▶ _REQUIRED TASK 1_
Substitute "May" for "June" and give the stretch of the mole-control comments from "On the grubs, typically" through "all night long." again with that change.

▶ _TEXT EXCERPT_

In addition to grubs, moles love earthworms. However, earthworms are good for your lawn. I use a company that puts poison bait in the trails and a granular preventive chemical to keep the moles out of the yard. So far, so good.
Must be something good under my grass for them to keep returning yr after yr. I used to pick up lots night crawlers in the spring after a heavy rain to use for walleye bait....
If using the "gasoline explosion" method, use 93 octane or higher for best results. Hey, at least the dude, his wife, or kids were cool enough to post that...
The two best things I've found that are low maintenance are as follows: 1: Mix a 4oz bottle of caster oil and 8oz of dish washing liquid into a hose-attached yard sprayer. Liberally cover the yard with it. It is safe for your pets and children once dried. Every time I've used this, you could see the moles make a bee line away from my yard. Not sure how it works but it does. Maybe it makes the grubs taste bad or it give them the runs. 2: Plant caster bean plants around your property. They won't burrow near them. If you let them grow to produce seeds, you can then just stuff a seed into any tunnel you find. They will leave that tunnel alone. The plants don't have to grow from the seeds to be effective.
On the grubs, typically you won’t kill them until summer when they come towards surface. Here in northeast, you put down grub killer in June.
I am over it, and just get used to the hills popping up all around. I have cat's but they can't get em if they are underground.
^^^ Sounds easy enough to try.... Or maybe something as simple as a six transistor radio playing a little Rock & Roll all day & all night long.
This works for woodchucks, maybe for moles. Dump household ammonia down the holes. Or spray the area? Apparently woodchucks have very sensitive sense of smell and the ammonia makes it unpleasant to stay in the area. Relatively cheap and safe except if you spray your yard may smell like a men's restroom in a dive bar for a few days. Repeat every other week or so until they get the hint that it isn't a pleasant place to stay.

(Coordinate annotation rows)
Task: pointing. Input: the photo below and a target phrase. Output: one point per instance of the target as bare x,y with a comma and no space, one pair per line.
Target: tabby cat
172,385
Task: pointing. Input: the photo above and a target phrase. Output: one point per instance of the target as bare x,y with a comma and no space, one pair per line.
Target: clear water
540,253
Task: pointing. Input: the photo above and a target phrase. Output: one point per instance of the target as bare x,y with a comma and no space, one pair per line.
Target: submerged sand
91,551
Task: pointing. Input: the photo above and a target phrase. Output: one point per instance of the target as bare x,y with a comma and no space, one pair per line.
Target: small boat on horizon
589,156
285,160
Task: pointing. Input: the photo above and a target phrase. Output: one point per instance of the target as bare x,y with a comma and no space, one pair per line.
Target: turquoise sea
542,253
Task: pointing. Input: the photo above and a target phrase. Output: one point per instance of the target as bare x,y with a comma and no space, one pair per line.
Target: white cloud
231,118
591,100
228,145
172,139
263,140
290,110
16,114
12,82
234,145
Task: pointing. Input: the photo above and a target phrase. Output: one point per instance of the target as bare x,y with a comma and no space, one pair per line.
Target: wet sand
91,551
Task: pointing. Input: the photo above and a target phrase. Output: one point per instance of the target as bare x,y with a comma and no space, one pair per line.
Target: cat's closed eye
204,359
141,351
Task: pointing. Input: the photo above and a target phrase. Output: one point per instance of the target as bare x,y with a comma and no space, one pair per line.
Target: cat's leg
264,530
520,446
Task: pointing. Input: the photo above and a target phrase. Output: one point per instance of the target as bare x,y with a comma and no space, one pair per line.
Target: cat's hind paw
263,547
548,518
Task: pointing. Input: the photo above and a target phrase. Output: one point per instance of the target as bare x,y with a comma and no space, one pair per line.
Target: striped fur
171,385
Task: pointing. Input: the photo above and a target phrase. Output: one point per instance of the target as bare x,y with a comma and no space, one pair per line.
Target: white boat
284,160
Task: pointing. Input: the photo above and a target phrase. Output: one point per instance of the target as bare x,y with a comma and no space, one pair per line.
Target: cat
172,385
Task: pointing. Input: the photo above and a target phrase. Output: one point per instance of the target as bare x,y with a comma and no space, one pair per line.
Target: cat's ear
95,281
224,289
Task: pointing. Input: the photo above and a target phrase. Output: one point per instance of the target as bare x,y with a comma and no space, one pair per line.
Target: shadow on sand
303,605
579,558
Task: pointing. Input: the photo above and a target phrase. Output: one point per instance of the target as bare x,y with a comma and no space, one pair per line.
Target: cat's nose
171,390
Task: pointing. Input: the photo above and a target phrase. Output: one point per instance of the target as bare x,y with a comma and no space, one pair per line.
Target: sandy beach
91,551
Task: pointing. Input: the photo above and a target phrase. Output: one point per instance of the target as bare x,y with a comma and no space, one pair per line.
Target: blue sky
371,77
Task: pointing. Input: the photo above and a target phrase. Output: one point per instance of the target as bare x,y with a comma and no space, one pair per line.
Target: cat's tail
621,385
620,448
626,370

▶ _REQUIRED TASK 2_
List every line of the rows that contains the word "boat".

▶ _EXERCISE SOLUTION 1_
On the grubs, typically you won’t kill them until summer when they come towards surface. Here in northeast, you put down grub killer in May.
I am over it, and just get used to the hills popping up all around. I have cat's but they can't get em if they are underground.
^^^ Sounds easy enough to try.... Or maybe something as simple as a six transistor radio playing a little Rock & Roll all day & all night long.

▶ _EXERCISE SOLUTION 2_
Target: small boat on horizon
Target: white boat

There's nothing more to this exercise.